Work required> Rewrite every item below, swapping "Annotation guideline" for "Labeling rule" each time it appears and changing nothing else. Omit the pictures.

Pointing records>
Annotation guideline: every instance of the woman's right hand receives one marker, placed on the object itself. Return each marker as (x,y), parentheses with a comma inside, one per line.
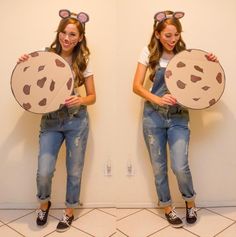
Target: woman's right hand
(23,58)
(167,99)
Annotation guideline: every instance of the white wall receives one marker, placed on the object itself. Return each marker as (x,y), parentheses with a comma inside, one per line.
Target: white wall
(116,33)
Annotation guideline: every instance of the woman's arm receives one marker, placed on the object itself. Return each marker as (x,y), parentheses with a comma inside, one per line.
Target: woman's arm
(90,97)
(139,89)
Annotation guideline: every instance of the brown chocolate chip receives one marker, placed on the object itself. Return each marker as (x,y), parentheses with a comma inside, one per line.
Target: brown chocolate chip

Solution for this problem>
Labeling rule: every instance of the woman's right hand receives one marker, placed on the object itself. Return each marker as (x,y), parentheses with a comma inside, one per line.
Target: woman's right hand
(23,58)
(167,99)
Labeling rule: every instance of the white wall receives one marker, placed on the object itself. Return each marker as (x,y), parentheses with a comma inside, one per line.
Target: white wall
(116,33)
Labeling rule: every instance of the woman's arm receives one marker, placed on the object itself. Return each marker as (x,y), parentheses with a comma inside, one per line.
Target: woman's arm
(90,97)
(139,89)
Labeling rule: every instance of the brown chocolate chip receives one marker, placed on the object itself. Return each marker as (x,y), parentheses with a comma inside, one per line.
Target: brown chocolate chip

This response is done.